▶ [Your task]:
Lay out the rows below as a numbered list, skipping any blank lines and leaving out the pictures.

▶ [Data shown]:
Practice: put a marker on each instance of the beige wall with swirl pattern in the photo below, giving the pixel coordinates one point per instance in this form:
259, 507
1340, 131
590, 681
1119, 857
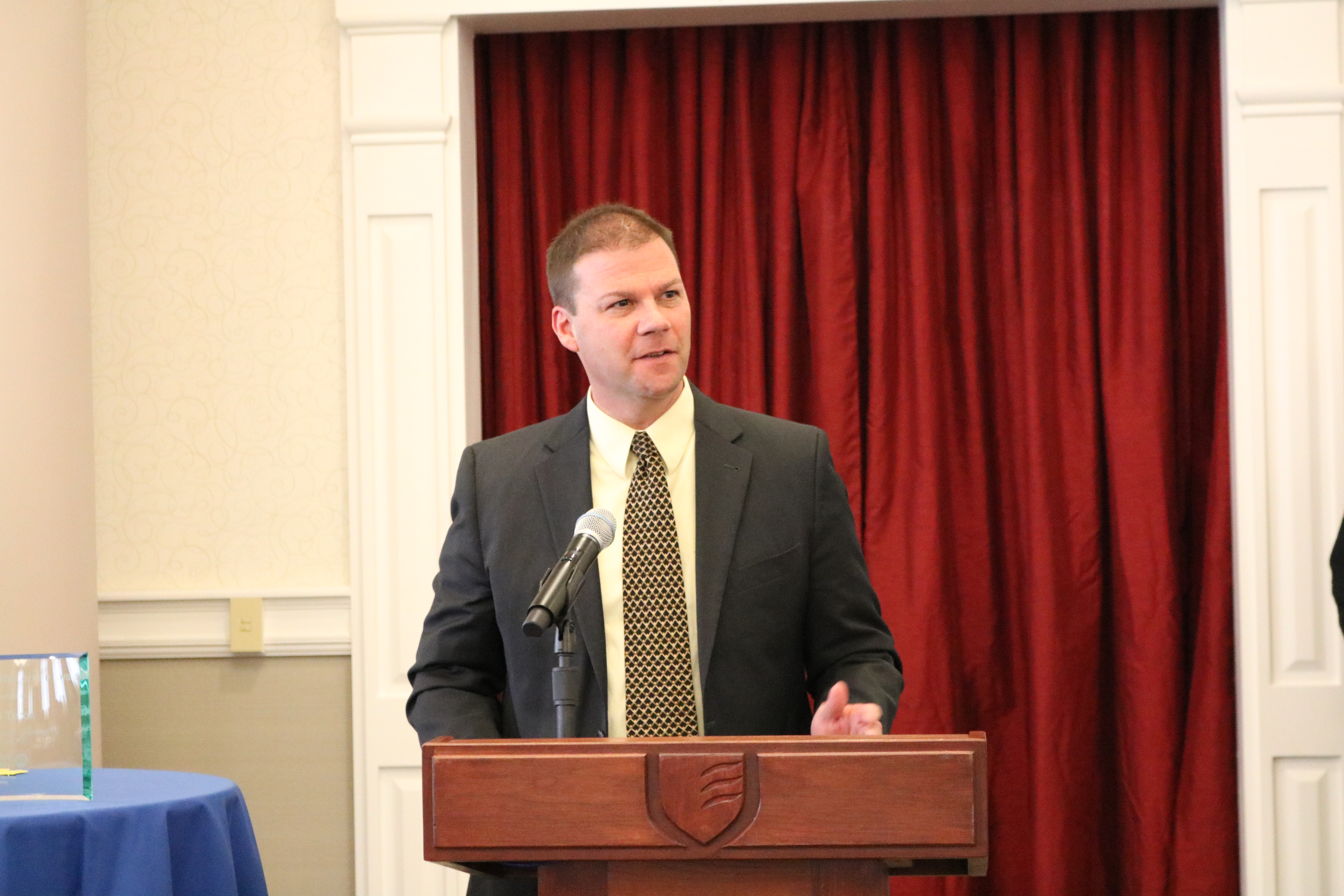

▶ [The result]:
1. Practice: put a marker on each instance of the beige wall with swirl pattern in the photo below, giving the pixel coordinates one point per instance in this form:
2. 259, 507
3. 1340, 131
4. 590, 681
5. 1119, 857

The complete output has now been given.